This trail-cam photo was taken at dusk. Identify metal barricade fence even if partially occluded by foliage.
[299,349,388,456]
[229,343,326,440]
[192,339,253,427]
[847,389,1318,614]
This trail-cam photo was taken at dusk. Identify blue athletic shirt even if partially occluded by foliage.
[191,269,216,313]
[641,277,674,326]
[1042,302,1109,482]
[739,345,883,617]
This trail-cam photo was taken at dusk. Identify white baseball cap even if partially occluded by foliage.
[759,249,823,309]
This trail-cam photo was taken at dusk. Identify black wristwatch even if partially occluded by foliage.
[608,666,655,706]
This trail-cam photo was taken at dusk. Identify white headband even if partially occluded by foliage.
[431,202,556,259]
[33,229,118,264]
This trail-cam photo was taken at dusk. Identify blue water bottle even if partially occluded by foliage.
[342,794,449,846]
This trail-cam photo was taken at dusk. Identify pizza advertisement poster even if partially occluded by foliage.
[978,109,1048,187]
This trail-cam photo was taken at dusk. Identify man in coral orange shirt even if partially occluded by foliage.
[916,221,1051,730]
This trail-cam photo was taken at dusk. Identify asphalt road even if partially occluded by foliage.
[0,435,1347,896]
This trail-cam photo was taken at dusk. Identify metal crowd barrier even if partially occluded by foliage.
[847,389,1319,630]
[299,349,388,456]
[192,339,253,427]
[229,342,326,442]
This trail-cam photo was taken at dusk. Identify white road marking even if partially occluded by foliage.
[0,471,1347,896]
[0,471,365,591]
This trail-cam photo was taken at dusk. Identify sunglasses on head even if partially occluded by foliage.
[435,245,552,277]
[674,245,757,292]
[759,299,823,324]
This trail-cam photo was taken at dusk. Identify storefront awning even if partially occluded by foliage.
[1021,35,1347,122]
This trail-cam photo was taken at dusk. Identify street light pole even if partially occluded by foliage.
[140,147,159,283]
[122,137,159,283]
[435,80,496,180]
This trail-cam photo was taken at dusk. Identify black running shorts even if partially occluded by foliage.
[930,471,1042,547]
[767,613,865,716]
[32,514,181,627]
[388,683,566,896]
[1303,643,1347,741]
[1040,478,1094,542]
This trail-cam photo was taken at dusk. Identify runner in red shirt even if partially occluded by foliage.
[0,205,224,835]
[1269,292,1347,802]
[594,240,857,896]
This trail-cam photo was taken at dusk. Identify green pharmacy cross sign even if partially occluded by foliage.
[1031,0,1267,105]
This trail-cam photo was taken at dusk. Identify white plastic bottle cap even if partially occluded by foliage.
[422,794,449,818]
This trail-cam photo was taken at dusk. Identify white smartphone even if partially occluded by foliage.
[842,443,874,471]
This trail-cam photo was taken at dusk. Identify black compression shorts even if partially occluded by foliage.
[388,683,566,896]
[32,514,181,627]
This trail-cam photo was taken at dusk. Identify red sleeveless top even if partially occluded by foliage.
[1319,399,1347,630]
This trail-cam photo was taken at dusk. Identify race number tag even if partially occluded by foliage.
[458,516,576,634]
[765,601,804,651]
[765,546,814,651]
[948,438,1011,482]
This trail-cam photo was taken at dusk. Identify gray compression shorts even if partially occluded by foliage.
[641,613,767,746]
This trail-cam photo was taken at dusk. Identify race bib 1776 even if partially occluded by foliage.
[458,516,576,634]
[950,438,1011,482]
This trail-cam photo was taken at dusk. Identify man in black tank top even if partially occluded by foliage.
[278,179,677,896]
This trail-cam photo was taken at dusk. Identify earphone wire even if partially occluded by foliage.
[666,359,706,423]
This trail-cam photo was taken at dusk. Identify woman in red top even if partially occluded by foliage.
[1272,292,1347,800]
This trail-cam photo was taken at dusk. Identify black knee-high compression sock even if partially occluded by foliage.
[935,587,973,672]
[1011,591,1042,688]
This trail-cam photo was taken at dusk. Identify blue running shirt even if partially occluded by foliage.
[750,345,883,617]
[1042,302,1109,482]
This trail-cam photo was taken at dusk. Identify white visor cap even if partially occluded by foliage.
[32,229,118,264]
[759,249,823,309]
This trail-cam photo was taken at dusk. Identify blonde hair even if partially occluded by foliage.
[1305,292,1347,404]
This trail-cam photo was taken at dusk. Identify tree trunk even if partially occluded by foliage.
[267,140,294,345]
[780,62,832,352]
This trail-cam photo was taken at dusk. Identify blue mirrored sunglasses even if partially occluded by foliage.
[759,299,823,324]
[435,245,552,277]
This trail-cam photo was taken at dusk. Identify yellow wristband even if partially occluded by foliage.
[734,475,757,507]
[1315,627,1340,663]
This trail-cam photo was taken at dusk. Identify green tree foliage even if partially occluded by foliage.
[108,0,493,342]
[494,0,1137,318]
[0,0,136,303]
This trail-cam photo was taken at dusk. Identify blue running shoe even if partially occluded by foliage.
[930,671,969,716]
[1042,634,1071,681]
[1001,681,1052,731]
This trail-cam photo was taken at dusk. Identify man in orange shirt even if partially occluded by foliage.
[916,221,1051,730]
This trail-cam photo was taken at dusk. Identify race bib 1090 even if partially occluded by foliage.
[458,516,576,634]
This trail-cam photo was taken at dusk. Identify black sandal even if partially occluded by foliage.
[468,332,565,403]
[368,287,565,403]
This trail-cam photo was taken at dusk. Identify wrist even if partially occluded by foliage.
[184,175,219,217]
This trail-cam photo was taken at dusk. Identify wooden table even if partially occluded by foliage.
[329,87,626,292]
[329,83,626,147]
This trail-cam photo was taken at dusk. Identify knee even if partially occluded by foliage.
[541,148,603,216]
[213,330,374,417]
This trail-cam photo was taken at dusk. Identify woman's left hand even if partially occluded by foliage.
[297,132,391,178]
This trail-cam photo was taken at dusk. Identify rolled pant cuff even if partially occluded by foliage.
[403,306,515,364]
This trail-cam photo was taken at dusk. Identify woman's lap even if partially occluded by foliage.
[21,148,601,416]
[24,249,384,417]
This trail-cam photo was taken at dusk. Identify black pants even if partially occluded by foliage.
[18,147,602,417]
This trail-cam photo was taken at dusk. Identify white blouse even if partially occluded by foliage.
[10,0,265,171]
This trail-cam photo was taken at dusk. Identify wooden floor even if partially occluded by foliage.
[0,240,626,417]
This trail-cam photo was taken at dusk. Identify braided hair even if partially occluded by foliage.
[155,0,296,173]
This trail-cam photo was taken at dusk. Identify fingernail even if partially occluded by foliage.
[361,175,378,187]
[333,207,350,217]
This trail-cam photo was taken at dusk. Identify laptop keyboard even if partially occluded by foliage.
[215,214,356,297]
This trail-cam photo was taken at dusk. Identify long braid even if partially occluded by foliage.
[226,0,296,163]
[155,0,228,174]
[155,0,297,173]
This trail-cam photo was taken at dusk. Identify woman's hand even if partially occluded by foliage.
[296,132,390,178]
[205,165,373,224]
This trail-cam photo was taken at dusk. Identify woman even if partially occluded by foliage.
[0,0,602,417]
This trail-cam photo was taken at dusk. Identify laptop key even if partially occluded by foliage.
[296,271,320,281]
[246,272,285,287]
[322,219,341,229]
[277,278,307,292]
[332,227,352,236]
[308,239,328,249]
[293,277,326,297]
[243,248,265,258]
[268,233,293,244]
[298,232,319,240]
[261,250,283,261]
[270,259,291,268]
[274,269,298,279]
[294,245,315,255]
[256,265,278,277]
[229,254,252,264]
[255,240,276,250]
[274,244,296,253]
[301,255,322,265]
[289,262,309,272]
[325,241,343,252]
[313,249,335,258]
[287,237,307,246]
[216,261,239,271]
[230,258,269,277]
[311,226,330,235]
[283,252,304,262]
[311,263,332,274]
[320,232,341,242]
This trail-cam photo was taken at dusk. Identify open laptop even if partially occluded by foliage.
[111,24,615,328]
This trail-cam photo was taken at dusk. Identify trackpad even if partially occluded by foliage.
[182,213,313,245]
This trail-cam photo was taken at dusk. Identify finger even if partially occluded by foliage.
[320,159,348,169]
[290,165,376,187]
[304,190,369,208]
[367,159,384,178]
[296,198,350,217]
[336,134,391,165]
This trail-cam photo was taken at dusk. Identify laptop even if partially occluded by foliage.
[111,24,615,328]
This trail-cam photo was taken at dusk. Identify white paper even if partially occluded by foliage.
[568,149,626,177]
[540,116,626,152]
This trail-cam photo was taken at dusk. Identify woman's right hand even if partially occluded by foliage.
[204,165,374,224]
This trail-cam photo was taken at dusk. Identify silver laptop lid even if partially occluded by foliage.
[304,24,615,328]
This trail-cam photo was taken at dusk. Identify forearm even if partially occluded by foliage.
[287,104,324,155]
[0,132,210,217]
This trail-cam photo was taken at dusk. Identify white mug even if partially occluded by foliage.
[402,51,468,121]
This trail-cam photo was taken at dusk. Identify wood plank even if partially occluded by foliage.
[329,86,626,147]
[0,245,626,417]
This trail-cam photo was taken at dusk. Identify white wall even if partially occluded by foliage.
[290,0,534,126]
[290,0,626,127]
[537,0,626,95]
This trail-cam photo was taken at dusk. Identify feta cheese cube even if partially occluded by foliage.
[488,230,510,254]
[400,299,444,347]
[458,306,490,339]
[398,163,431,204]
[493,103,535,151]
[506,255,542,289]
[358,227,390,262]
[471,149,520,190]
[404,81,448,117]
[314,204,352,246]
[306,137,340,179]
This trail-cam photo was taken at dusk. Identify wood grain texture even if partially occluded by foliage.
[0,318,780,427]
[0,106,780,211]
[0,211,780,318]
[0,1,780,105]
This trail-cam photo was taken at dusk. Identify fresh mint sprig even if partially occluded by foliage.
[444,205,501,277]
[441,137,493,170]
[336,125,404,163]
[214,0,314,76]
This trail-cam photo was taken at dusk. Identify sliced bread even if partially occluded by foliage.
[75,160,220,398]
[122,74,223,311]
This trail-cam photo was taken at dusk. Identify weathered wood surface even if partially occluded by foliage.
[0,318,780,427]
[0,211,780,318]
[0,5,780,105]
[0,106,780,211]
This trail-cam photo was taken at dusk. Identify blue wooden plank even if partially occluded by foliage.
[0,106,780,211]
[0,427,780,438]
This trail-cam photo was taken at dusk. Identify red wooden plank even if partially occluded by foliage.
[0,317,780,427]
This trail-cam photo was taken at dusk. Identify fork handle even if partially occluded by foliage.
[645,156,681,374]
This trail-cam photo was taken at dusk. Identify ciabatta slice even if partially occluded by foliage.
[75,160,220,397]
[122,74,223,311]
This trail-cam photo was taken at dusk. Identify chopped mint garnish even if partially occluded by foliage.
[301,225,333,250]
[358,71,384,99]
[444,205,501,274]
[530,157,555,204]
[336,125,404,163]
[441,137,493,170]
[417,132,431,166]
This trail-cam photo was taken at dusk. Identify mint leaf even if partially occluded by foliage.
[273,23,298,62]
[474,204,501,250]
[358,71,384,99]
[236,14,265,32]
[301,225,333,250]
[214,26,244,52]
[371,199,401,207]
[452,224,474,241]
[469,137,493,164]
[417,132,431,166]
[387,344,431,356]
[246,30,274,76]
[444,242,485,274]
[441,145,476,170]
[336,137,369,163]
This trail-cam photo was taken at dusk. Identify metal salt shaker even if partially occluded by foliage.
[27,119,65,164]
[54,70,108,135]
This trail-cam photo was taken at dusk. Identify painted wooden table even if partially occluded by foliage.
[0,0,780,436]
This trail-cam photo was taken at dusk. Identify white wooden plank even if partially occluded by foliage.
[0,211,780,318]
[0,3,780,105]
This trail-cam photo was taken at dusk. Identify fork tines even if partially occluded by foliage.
-.-.-
**Given task**:
Repeat the records above from the line with "This trail-cam photo was taken at dusk. Identify black knee-high" to the line with "[1011,591,1042,688]", both of those lines included.

**Answer**:
This trail-cam photo was taken at dusk. Identify black knee-high compression sock even if partially occluded by foliage.
[935,587,973,672]
[1011,591,1042,688]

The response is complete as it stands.